EXTRAIT DU TEXTE
Les Affaires

Des stagiaires qui n’en sont pas à leurs premières armes

- Jean-François Venne redactionl­esaffaires@tc.tc

Il est de plus en plus fréquent que les entreprise­s accueillen­t des stagiaires qui ont déjà travaillé pendant quelques années. Ces candidats présentent des atouts et des besoins différents des autres.

« Nous accueillon­s chaque année une trentaine de stagiaires dans chacun de nos trois bureaux, et la moitié d’entre eux sont en deuxième partie de carrière, soit des gens issus de l’immigratio­n ou des Québécois en réorientat­ion de carrière », explique Marion Montagu, responsabl­e du recrutemen­t pour CGI, à Shawinigan et à Drummondvi­lle.

Un certain nombre de stagiaires sont âgés de la quarantain­e ou la cinquantai­ne. Ils ont travaillé dans d’autres domaines avant de retourner suivre une formation en informatiq­ue. À Saguenay, CGI accueille plusieurs de ces stagiaires plus âgés, lesquels arrivent armés d’une Attestatio­n d’études collégiale­s. « Ils ont souvent besoin d’un peu plus d’encadremen­t au début, admet Karine Villeneuve, spécialist­e en ressources humaines et en recrutemen­t pour CGI, à Saguenay. Ils détiennent une formation de base, mais pas du même niveau qu’un DEC ou un baccalauré­at. Ils peuvent être un peu moins à l’aise avec l’informatiq­ue que les jeunes dans la vingtaine. »

Une culture d’intégratio­n

C’est là qu’intervient la culture d’entreprise de CGI, selon les deux porte-parole. Le programme d’intégratio­n de la firme est axé sur le parrainage, le coaching et le travail d’équipe. Les stagiaires, peu importe leur âge, se voient intégrés à une équipe qui comprend des travailleu­rs seniors.

Par ailleurs, les stagiaires plus âgés possèdent une certaine maturité profession­nelle, acquise dans leurs expérience­s de travail précédente­s. Ils sont ponctuels et impliqués. Ils vivent des enjeux différents de ceux des plus jeunes. Certains ont essuyé plusieurs refus en raison de leur âge avant de retrouver un emploi. Ils éprouvent souvent des besoins financiers plus immédiats (enfants à charge, maison). « Ils s’investisse­nt beaucoup dans l’entreprise et développen­t rapidement un sentiment d’attachemen­t », note MmeMontagu.

À FAIRE
**A.** Selon l'article sur les stagiaires, sur quoi le programme d'intégration de CGI est-il axé ? Donnez chacun de ces éléments.
**B.** Recopiez mot pour mot le passage de l'article sur les stagiaires qui commence à "Des stagiaires qui n’en" et se termine à "différents des autres.".

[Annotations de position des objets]
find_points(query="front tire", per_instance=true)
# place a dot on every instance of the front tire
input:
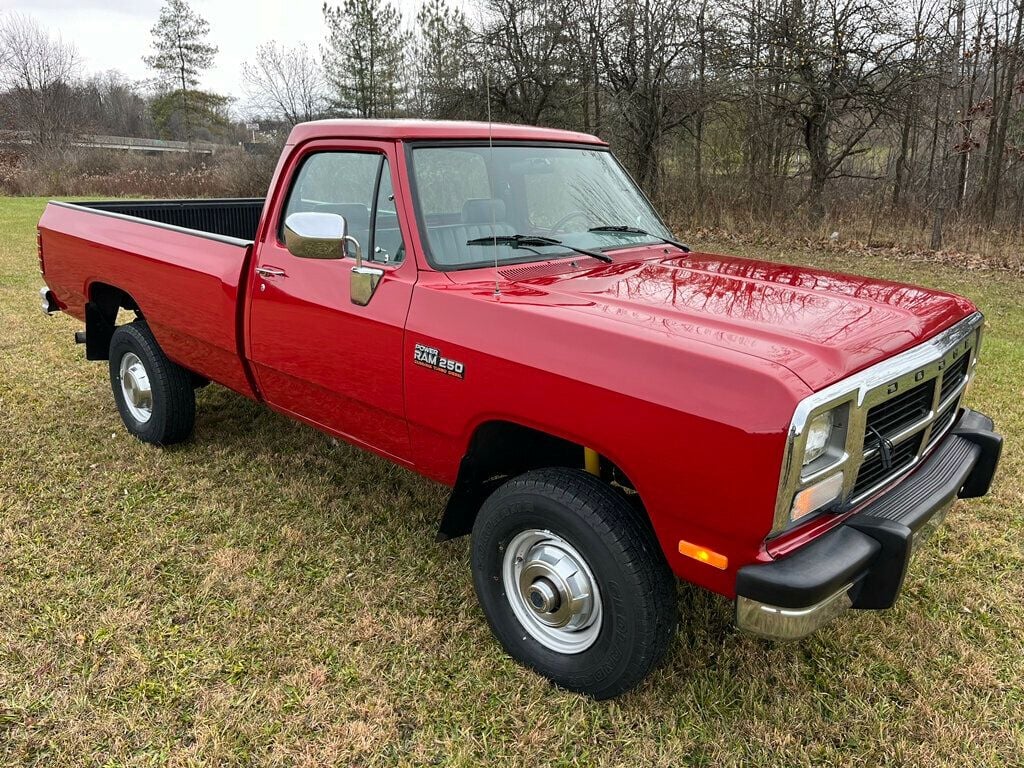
(154, 395)
(572, 582)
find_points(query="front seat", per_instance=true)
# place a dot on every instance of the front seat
(481, 217)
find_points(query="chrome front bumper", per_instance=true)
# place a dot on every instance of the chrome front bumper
(862, 562)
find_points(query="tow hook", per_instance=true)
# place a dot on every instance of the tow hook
(49, 301)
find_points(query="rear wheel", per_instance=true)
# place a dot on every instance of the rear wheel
(154, 395)
(572, 581)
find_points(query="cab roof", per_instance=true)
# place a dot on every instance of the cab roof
(413, 130)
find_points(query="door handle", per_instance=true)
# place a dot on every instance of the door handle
(270, 271)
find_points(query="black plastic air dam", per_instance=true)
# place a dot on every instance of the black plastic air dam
(871, 549)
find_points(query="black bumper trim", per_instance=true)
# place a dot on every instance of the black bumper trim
(872, 548)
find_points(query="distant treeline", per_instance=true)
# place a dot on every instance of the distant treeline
(760, 109)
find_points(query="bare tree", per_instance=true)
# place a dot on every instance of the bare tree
(39, 73)
(525, 51)
(646, 62)
(285, 83)
(181, 54)
(441, 61)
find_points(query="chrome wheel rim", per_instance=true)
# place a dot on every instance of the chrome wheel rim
(135, 387)
(552, 591)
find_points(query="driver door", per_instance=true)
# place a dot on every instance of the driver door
(317, 355)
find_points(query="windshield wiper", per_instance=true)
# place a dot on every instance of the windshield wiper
(531, 242)
(623, 229)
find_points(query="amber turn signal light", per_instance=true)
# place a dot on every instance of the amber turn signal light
(705, 555)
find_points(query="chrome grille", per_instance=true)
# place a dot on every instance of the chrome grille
(910, 399)
(892, 417)
(909, 423)
(873, 471)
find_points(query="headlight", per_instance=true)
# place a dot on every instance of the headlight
(818, 435)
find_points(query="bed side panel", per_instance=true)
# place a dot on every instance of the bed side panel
(186, 286)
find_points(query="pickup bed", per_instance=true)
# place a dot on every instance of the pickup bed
(500, 308)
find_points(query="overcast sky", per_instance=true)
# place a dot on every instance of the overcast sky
(115, 34)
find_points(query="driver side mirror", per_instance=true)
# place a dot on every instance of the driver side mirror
(315, 236)
(323, 236)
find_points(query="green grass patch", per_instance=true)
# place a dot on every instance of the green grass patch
(263, 595)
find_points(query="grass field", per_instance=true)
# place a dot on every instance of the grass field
(262, 595)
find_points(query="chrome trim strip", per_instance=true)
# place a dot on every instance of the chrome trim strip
(873, 385)
(174, 228)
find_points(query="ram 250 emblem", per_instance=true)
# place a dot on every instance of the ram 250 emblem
(432, 358)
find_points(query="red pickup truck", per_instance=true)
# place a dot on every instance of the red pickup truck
(501, 309)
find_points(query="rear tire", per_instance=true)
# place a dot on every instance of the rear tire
(154, 395)
(556, 538)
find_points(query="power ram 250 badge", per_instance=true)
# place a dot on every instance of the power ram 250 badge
(432, 358)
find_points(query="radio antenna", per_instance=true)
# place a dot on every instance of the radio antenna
(491, 163)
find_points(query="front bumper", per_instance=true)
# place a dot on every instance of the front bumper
(862, 562)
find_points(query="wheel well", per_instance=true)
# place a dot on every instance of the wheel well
(501, 450)
(101, 317)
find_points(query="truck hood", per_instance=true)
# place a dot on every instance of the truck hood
(821, 326)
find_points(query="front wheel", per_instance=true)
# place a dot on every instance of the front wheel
(572, 582)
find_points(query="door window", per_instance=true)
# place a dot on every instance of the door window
(341, 182)
(386, 244)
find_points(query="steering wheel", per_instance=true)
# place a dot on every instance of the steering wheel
(560, 224)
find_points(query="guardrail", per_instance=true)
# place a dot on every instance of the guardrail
(127, 143)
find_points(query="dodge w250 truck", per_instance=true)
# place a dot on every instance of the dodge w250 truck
(501, 309)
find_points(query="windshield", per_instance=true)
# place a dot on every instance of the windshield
(467, 194)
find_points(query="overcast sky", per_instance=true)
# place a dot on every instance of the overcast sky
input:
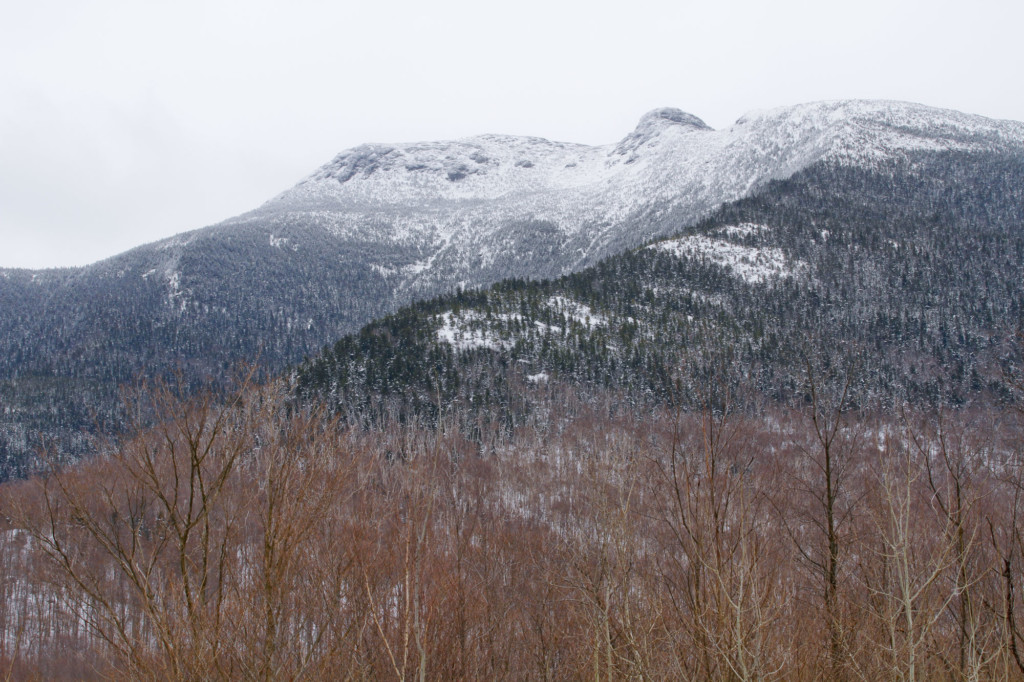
(125, 122)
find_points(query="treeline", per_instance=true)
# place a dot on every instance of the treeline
(245, 538)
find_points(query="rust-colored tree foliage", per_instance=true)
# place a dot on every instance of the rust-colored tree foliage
(242, 538)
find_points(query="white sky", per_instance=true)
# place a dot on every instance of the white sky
(125, 122)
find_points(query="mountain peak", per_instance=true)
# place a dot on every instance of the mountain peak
(653, 123)
(670, 115)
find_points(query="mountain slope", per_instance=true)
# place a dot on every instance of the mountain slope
(908, 282)
(381, 225)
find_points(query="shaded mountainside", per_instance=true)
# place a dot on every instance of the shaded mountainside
(382, 225)
(910, 276)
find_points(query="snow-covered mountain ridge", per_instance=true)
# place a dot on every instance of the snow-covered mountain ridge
(381, 225)
(463, 204)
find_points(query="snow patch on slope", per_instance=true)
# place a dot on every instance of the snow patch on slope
(753, 264)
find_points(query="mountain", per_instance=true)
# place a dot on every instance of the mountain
(380, 226)
(905, 281)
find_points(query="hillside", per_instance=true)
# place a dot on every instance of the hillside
(911, 286)
(383, 225)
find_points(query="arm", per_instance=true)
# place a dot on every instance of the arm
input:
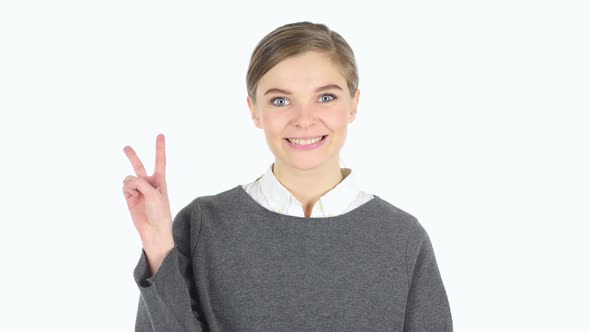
(167, 298)
(427, 306)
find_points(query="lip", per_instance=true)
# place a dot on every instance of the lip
(306, 137)
(309, 146)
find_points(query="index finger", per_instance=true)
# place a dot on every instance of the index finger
(135, 162)
(160, 155)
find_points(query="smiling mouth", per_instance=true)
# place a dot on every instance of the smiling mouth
(322, 138)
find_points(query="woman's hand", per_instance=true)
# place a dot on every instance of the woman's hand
(147, 199)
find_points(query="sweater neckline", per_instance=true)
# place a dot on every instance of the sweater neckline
(361, 209)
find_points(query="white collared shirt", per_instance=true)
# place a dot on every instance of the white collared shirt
(271, 194)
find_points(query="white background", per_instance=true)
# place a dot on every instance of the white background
(473, 117)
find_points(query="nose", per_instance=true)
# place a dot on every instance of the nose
(304, 116)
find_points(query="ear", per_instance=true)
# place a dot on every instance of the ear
(253, 112)
(355, 103)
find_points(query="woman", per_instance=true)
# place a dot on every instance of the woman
(300, 248)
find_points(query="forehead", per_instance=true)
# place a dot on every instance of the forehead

CORRIGÉ
**A.** Le parrainage, le coaching et le travail d'équipe.

**B.**
Des stagiaires qui n’en sont pas à leurs premières armes

- Jean-François Venne redactionl­esaffaires@tc.tc

Il est de plus en plus fréquent que les entreprise­s accueillen­t des stagiaires qui ont déjà travaillé pendant quelques années. Ces candidats présentent des atouts et des besoins différents des autres.